start RECORDS SUPPLIED

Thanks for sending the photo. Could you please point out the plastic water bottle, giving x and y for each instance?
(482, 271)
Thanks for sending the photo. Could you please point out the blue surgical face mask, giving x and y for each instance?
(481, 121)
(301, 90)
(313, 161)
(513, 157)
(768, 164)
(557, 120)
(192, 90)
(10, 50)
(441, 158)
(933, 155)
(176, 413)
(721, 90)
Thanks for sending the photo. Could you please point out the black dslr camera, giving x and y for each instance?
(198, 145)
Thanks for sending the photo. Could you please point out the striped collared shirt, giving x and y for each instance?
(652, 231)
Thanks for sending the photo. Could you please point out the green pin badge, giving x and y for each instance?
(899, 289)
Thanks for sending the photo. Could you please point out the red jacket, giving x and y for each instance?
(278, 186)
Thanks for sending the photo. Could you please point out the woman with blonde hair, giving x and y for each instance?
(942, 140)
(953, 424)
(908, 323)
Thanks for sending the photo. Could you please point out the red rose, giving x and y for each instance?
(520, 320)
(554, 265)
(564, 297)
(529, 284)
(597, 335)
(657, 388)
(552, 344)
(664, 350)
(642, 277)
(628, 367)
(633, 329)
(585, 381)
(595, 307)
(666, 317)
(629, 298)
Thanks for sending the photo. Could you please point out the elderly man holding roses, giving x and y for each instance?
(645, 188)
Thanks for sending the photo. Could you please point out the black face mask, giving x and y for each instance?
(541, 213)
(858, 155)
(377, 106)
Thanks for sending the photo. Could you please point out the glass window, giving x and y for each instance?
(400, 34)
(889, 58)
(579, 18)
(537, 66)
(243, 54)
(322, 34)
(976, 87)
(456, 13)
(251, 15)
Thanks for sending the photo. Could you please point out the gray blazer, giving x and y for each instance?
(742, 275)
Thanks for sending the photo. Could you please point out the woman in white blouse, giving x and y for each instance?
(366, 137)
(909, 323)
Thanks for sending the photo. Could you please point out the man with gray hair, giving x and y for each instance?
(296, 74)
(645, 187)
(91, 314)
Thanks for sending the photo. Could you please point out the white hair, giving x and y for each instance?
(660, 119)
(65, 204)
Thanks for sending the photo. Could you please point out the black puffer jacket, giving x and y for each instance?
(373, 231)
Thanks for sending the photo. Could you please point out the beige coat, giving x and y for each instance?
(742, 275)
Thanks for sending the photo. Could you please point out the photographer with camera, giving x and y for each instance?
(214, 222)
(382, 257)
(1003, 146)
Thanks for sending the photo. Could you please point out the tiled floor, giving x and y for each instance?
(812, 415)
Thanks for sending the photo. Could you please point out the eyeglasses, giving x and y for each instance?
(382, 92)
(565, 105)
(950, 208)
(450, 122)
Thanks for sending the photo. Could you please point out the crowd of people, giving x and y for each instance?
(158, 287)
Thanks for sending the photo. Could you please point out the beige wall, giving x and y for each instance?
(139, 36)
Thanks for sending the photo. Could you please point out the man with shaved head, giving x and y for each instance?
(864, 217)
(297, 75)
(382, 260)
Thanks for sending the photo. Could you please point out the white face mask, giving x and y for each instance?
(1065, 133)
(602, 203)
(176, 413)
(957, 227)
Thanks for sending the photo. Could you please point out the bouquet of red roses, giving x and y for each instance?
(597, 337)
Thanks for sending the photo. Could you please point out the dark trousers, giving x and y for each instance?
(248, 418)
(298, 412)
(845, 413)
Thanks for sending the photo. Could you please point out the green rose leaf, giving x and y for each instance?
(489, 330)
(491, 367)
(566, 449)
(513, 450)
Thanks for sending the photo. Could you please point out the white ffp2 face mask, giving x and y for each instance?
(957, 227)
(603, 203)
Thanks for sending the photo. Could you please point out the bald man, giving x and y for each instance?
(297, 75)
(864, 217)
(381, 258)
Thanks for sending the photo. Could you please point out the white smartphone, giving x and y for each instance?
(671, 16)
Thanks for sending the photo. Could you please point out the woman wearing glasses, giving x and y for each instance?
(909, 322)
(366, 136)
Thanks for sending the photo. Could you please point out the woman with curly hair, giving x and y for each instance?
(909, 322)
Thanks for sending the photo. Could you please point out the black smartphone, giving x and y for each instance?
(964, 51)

end RECORDS SUPPLIED

[STATED EXERCISE]: Return, unchanged, each line from the line containing "man, giving x and y for each instance?" through the last line of the material.

[SOLVED PROBLEM]:
Thanks for sending the photo. Could you please point out the bald man, giving x and y for each instance?
(297, 75)
(864, 217)
(381, 258)
Thanks for sending the photo. Could you please point out the white smartphone, giving x and y for each instance?
(671, 16)
Thanks for sending the photo. Could you please point out the woman wearing glasses, giving x and y for each instance?
(909, 322)
(366, 136)
Thanks for sending the photo. Could you please point out the woman with curly hair, giving x and y for each instance?
(909, 322)
Thanks for sending the photo. Could you please point out the black smartphone, giving x and y for each instance?
(964, 51)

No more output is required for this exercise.